Prompt
The records are to be restated in their entirety, word for word.

Records to process
####
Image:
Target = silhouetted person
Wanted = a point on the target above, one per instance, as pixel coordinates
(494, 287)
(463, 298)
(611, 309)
####
Solution below
Image:
Target = silhouetted person
Wanted = a point on the target above, one per instance, as pixel coordinates
(494, 287)
(463, 298)
(611, 309)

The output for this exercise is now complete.